== Input material ==

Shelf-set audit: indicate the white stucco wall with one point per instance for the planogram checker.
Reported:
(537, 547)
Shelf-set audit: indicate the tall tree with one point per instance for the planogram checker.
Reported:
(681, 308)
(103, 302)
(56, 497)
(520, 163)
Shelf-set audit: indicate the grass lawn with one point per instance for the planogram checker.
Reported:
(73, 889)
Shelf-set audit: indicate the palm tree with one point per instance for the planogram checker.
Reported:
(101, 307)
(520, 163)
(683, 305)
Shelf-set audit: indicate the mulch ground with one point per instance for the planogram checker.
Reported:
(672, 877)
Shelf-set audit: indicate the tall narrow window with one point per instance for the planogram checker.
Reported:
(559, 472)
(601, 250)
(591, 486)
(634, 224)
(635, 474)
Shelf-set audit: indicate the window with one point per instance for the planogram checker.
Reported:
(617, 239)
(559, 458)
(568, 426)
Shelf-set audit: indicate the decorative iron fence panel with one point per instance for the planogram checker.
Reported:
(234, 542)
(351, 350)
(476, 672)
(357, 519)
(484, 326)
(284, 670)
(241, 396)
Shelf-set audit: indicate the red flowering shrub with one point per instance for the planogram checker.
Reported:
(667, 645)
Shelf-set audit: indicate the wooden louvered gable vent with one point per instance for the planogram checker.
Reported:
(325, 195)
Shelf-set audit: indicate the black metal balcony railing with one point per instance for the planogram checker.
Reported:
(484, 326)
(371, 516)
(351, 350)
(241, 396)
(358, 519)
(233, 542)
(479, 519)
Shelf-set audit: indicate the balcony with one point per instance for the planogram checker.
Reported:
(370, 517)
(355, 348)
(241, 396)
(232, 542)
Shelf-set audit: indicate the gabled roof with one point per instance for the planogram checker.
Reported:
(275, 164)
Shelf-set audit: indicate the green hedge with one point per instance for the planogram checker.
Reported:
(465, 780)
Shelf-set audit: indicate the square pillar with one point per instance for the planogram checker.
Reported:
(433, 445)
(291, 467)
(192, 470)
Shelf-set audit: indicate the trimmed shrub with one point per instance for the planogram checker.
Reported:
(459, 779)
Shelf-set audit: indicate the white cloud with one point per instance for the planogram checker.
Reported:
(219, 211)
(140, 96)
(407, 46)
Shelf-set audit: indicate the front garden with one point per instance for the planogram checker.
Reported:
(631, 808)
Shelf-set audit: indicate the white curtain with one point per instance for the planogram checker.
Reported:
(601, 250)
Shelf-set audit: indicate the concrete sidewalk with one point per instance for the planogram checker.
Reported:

===
== Input material ==

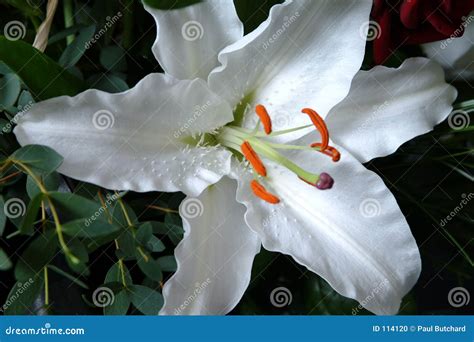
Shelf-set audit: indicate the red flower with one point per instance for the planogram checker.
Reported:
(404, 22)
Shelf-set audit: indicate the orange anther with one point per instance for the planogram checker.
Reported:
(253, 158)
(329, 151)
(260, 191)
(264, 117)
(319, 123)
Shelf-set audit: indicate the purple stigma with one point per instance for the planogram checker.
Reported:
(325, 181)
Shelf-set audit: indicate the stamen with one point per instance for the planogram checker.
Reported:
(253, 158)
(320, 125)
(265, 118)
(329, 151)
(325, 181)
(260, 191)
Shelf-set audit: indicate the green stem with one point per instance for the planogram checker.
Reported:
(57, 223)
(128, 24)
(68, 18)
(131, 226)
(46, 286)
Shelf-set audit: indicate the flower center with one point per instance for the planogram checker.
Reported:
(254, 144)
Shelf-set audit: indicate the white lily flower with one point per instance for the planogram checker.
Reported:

===

■ **Requirement**: Identify every line in the records above that contains the string "tall", and copy each one. Matching is case-sensitive.

■ **Final answer**:
Shelf-set audit: indicate the tall tree with one point per instance for the planogram checker.
Shelf-set audit: indicate the tall narrow window with one point per instance for the planogram checker.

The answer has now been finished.